GIVEN DATA:
:::

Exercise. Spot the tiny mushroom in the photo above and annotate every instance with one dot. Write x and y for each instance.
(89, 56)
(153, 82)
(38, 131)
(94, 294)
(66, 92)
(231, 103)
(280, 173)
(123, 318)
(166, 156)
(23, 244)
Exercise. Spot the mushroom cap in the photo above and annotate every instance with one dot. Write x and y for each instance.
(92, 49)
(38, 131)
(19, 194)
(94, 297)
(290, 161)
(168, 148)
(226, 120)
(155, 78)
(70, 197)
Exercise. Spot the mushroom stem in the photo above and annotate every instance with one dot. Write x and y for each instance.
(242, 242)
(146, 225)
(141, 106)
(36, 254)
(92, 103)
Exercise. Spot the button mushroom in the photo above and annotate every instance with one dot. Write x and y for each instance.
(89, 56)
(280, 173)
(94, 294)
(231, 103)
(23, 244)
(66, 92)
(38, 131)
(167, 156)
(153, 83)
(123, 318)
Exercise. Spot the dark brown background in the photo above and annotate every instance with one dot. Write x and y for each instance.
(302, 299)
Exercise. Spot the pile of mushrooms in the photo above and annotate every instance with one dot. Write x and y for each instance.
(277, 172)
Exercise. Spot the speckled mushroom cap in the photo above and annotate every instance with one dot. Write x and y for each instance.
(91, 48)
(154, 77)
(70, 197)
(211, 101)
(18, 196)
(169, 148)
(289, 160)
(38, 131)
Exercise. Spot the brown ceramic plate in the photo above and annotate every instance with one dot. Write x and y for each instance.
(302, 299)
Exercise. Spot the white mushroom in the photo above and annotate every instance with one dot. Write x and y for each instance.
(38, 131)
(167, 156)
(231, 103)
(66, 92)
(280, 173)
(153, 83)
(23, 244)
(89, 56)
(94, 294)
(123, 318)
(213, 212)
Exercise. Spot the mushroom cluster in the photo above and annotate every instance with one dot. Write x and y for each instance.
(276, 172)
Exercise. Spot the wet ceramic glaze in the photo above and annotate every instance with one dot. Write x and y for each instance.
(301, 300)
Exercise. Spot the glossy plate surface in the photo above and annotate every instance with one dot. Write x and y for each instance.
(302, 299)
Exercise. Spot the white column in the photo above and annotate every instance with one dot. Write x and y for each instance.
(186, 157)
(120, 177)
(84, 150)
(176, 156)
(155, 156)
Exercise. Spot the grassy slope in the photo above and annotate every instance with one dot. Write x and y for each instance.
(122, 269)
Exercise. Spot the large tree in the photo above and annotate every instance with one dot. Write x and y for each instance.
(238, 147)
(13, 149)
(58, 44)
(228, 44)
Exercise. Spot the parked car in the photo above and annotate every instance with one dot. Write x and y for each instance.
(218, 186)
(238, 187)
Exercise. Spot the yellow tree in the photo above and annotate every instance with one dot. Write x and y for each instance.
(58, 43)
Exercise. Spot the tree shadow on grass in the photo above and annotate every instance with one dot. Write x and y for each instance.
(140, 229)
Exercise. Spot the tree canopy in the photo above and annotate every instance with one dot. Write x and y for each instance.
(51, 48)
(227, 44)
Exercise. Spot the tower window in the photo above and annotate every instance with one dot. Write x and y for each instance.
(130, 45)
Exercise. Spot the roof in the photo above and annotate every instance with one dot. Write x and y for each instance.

:::

EXERCISE PROMPT: Pull every line of the listing above and reproduce each one word for word, in the same order.

TASK RESULT:
Exercise. Spot the tiny mushroom in the photo above and annotate every instance with one dot. Write x and y for each instance.
(89, 56)
(153, 82)
(38, 131)
(94, 294)
(66, 92)
(231, 103)
(280, 173)
(123, 318)
(166, 156)
(23, 244)
Exercise. Spot the mushroom cap in the photo above and annotate every instance with one dot. Write x and y for each instance.
(92, 49)
(38, 131)
(19, 194)
(94, 297)
(290, 161)
(168, 148)
(226, 120)
(155, 78)
(70, 197)
Exercise. Spot the mushroom stem in the photo above and annotate every instance with one dot. Write x and y for each instance.
(242, 242)
(146, 225)
(141, 106)
(36, 254)
(92, 103)
Exercise. Spot the button mushroom in the photo above and annotate every instance with one dot. Write x and y for each instance.
(89, 56)
(280, 173)
(94, 294)
(231, 103)
(23, 244)
(66, 92)
(38, 131)
(167, 156)
(153, 83)
(123, 318)
Exercise. Spot the dark brown background in the photo above and annotate every instance with one dot. Write x and y for each instance.
(302, 299)
Exercise. Spot the pile of mushrooms in the photo above and annotate every instance with one dot. Write x and y for each instance.
(277, 172)
Exercise. Spot the speckled mushroom cap in the photo above and annotate every instance with one dot. Write x and y for each instance.
(91, 48)
(154, 77)
(70, 197)
(211, 101)
(18, 196)
(169, 148)
(289, 160)
(38, 131)
Exercise. Spot the brown ceramic plate in the photo above and annotate every instance with one dot. Write x and y for each instance.
(302, 299)
Exercise. Spot the white mushroom in the photo above and annotate every instance with one dot. Write x and y for each instance.
(38, 131)
(167, 156)
(231, 103)
(66, 92)
(280, 173)
(153, 83)
(23, 244)
(89, 56)
(94, 294)
(123, 318)
(213, 212)
Exercise. Spot the mushroom cluster in the photo above and annotate every instance with one dot. Write x and y for each instance.
(276, 172)
Exercise. Spot the wet ceramic glaze in the photo above and annotate every instance with one dot. Write x and y for each instance.
(301, 300)
Exercise. Spot the glossy plate surface in the photo above and annotate every instance with one dot. Write x and y for each instance.
(302, 299)
Exercise. Spot the white column in the photo above and annotate every instance with one dot. Write x and y for each instance.
(186, 157)
(120, 177)
(84, 150)
(176, 156)
(155, 156)
Exercise. Spot the grassy slope in the photo above and annotate every instance with one dot. Write x and y for each instance.
(122, 269)
Exercise. Spot the large tree in the photo above and annotate every instance with one dot. Write x and y for each instance.
(238, 147)
(13, 149)
(58, 44)
(228, 44)
Exercise. Spot the parked car in the photo above and annotate every instance with one dot. Write x and y for each instance.
(218, 186)
(238, 187)
Exercise. Spot the yellow tree in the photo above and annotate every instance with one dot. Write x and y for each instance.
(58, 43)
Exercise. Spot the tree shadow on grass in the photo above and annotate every instance with one dot. Write x and y for each instance.
(140, 229)
Exercise. Spot the tree canopy in the photo above and annotate every instance with one dot. Write x and y for each instance.
(51, 48)
(227, 44)
Exercise. Spot the tower window in the photo above and annotate every instance with one dot. Write x and y for each instance.
(130, 45)
Exercise. Spot the roof in the photo above and annotate every instance with one dot. Write x and y for each instance.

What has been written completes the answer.